By Jason L. Riley | June 27, 2017​

blm-twitter-feed.jpg

Will Black Lives Matter soon suffer the fate of other separatist “black power” movements in the 1920s and 1960s, which captured America’s attention for a period but ultimately did little to help advance the black underclass?

The Black Lives Matter movement got its start after George Zimmerman’s 2013 acquittal for fatally shooting Trayvon Martin and found its footing a year later when Michael Brown was shot dead after attacking a police officer in Ferguson, Mo. By 2016, BLM activists were being hosted by President Obama and disrupting campaign events for Hillary Clinton and Bernie Sanders. Today, major news organizations such at National Public Radio and the Washington Post turn to BLM representatives for comment on race-related stories.

An obituary for a movement that has become so prominent so fast seems premature, but a recent BuzzFeed article that included interviews with dozens of BLM-linked activists was pessimistic about the group’s future. Factions have formed, infighting is common and objectives are unclear. “Black Lives Matter is still here. Its groups are still organizing. But Black Lives Matter is on the verge of losing the traction and momentum that sparked a national shift on criminal justice policy,” wrote reporter Darren Sands. And “activists largely agreed that the identity of the movement, its existential purpose and aim, remains unresolved.”

Some BLM leaders want to integrate political institutions further. Others want the organization to expand its focus to immigrants’ rights. Still others want to create a society “free from pain being inflicted on it by police, racist structures, and capitalism.” Apparently, there are places in the world where blacks living in noncapitalist societies are thriving in comparison with their U.S. brethren.
========
# What you need to do
a) According to the article on Black Lives Matter, after what event did the movement get its start?
b) Echo the article on Black Lives Matter verbatim, starting at "The Black Lives" and ending at "on race-related stories.".
Rely solely on the article on Black Lives Matter for your responses.

# Given data
========
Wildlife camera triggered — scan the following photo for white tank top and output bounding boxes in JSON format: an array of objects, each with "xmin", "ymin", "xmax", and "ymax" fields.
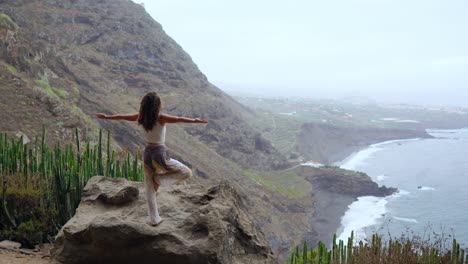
[{"xmin": 143, "ymin": 121, "xmax": 166, "ymax": 145}]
========
# The results
a) It got its start after George Zimmerman's 2013 acquittal for fatally shooting Trayvon Martin.

b)
The Black Lives Matter movement got its start after George Zimmerman’s 2013 acquittal for fatally shooting Trayvon Martin and found its footing a year later when Michael Brown was shot dead after attacking a police officer in Ferguson, Mo. By 2016, BLM activists were being hosted by President Obama and disrupting campaign events for Hillary Clinton and Bernie Sanders. Today, major news organizations such at National Public Radio and the Washington Post turn to BLM representatives for comment on race-related stories.